(Source)
━━━━━━━━━━━━━━━━━━━━
The .I?? files contain B-Tree indexes for specific fields. The ?? in the extension should be replaced by the index_number value formatted as a 2-digit decimal. For example, USERS.I00 or USERS.I01.

Index Structure:

Keys: Field values (generated based on index_type)
Values: Record IDs (NOT block IDs)
Purpose: Look up records by field values

Index Key Generation:

IT_ID type indexes: Use the field value directly as the B-Tree key
IT_STRING type indexes: Use the GenerateIndexKey() function to generate a CRC16-based key from the string

Index Values: The B-Tree values are Record IDs. To retrieve the actual record, perform a second lookup in the primary .IDX index to get the Page Number.

Journal File Structure

The journal file (<database>.jnl) contains pending operations that have not yet been committed. Each journal entry is a fixed-size record that describes an operation to be performed on the database.
━━━━━━━━━━━━━━━━━━━━
(Data excerpts)
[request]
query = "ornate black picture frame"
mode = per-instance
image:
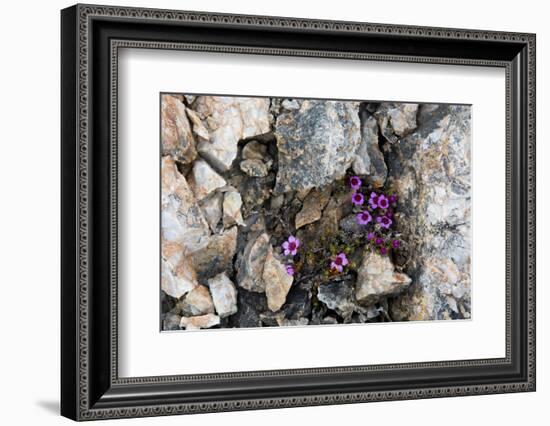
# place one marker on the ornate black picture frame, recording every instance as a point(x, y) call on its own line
point(91, 37)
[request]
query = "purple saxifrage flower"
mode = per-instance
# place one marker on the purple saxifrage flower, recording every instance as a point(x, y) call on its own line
point(384, 221)
point(355, 182)
point(290, 246)
point(289, 270)
point(383, 202)
point(339, 262)
point(363, 218)
point(373, 200)
point(357, 198)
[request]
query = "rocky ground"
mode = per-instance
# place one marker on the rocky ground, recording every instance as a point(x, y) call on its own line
point(279, 212)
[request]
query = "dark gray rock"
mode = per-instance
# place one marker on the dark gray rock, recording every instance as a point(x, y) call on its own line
point(396, 120)
point(316, 143)
point(375, 169)
point(298, 303)
point(339, 296)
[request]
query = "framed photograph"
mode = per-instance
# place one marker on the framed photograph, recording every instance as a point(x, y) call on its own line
point(263, 212)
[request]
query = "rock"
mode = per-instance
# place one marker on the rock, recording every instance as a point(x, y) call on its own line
point(189, 98)
point(246, 317)
point(212, 210)
point(377, 278)
point(329, 320)
point(224, 295)
point(430, 172)
point(176, 136)
point(183, 231)
point(338, 296)
point(217, 255)
point(290, 104)
point(313, 206)
point(298, 303)
point(277, 281)
point(316, 144)
point(272, 319)
point(254, 150)
point(338, 207)
point(198, 322)
point(349, 224)
point(396, 120)
point(197, 302)
point(369, 160)
point(177, 278)
point(251, 265)
point(276, 202)
point(290, 323)
point(198, 127)
point(183, 226)
point(254, 168)
point(232, 203)
point(203, 179)
point(249, 304)
point(228, 120)
point(171, 321)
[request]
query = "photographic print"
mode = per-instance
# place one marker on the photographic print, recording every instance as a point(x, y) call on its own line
point(309, 212)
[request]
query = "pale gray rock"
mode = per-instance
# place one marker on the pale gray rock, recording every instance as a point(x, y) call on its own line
point(396, 120)
point(314, 203)
point(430, 171)
point(297, 322)
point(277, 281)
point(197, 302)
point(171, 321)
point(377, 278)
point(369, 160)
point(183, 231)
point(254, 150)
point(254, 168)
point(339, 296)
point(290, 104)
point(199, 130)
point(217, 255)
point(203, 179)
point(224, 295)
point(199, 322)
point(250, 267)
point(179, 278)
point(176, 136)
point(316, 143)
point(232, 203)
point(228, 120)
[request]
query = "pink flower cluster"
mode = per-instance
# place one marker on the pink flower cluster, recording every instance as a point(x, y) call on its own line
point(378, 210)
point(290, 248)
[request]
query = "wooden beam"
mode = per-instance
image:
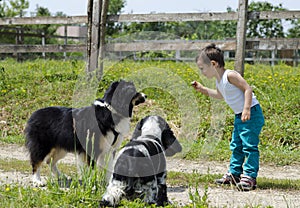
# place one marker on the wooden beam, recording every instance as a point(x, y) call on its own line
point(241, 36)
point(255, 44)
point(159, 17)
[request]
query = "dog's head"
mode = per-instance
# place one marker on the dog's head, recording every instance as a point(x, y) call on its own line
point(122, 96)
point(158, 127)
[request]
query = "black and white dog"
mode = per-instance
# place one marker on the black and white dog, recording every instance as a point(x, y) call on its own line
point(140, 167)
point(91, 132)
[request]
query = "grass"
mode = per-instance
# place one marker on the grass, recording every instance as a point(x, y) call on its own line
point(203, 125)
point(88, 193)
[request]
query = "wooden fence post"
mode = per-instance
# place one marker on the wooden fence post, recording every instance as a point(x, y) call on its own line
point(241, 36)
point(102, 35)
point(94, 8)
point(43, 44)
point(65, 39)
point(97, 13)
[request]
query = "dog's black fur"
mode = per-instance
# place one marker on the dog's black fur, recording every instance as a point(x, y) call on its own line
point(140, 167)
point(89, 131)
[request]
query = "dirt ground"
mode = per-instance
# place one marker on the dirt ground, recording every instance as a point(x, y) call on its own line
point(217, 196)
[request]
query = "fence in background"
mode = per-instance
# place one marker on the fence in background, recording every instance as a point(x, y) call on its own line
point(280, 49)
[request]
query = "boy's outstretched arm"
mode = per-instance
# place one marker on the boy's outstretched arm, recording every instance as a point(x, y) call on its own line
point(207, 91)
point(236, 79)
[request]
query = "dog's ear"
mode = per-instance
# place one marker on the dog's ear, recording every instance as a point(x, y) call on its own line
point(169, 142)
point(138, 130)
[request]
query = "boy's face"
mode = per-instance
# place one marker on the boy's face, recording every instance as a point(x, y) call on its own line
point(206, 67)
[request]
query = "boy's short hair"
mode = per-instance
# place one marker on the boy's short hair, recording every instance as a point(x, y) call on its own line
point(213, 53)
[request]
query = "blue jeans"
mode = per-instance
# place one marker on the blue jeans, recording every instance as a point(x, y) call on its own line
point(244, 143)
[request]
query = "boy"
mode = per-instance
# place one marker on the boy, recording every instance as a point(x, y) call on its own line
point(248, 121)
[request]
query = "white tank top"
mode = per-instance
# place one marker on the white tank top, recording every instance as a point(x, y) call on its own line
point(232, 95)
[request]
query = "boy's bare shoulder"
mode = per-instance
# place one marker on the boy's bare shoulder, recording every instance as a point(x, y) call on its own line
point(234, 77)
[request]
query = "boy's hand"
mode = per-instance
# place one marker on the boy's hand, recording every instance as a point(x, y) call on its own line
point(245, 115)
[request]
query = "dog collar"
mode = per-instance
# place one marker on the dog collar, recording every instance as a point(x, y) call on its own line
point(105, 105)
point(109, 107)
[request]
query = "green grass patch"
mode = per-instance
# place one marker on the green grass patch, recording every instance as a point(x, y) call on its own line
point(28, 86)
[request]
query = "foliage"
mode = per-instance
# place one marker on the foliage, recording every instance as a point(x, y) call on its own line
point(27, 86)
point(264, 28)
point(14, 8)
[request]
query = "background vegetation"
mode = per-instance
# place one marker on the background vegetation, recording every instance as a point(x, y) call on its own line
point(27, 86)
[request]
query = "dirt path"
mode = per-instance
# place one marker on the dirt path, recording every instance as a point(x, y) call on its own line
point(217, 196)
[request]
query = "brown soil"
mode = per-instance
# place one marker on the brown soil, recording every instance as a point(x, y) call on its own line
point(217, 196)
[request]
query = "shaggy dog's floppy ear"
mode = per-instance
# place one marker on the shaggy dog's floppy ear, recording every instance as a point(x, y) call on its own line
point(170, 143)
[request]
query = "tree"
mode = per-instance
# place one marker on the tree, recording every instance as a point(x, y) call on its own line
point(115, 7)
point(265, 28)
point(294, 31)
point(14, 8)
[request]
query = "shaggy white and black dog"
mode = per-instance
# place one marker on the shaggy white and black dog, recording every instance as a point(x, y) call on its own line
point(140, 167)
point(91, 132)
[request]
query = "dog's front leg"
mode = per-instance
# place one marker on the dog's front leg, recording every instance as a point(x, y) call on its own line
point(162, 198)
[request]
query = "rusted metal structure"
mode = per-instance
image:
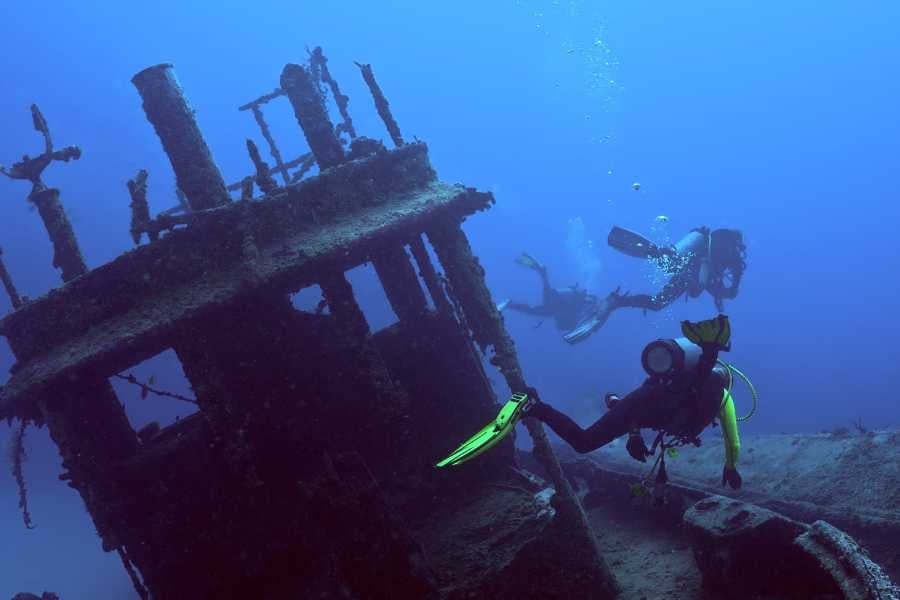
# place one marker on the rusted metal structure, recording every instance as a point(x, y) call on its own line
point(309, 464)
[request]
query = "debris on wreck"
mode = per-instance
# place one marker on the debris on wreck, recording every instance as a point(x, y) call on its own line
point(307, 470)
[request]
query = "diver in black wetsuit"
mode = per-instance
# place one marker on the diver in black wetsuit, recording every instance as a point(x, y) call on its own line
point(703, 260)
point(569, 307)
point(685, 392)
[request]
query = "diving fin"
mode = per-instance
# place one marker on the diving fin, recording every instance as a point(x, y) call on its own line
point(716, 331)
point(634, 244)
point(583, 330)
point(526, 260)
point(491, 434)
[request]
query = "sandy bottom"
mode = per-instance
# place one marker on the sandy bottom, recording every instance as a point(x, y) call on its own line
point(651, 558)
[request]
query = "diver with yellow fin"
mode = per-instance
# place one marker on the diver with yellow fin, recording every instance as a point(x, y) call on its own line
point(688, 387)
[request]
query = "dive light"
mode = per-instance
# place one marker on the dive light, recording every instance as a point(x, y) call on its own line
point(670, 358)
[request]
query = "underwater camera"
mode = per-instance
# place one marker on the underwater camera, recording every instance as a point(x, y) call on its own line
point(670, 359)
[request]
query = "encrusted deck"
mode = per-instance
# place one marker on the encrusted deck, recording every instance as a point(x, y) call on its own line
━━━━━━━━━━━━━━━━━━━━
(What the exercise asks) Please recast the paragraph in the file-format text above that begins "The .I?? files contain" as a short bulleted list that keeps its main facts.

(Output for this task)
- .I?? files hold B-Tree indexes for specific fields.
- The ?? is replaced by the index_number, written as a 2-digit decimal.
- Examples: USERS.I00, USERS.I01.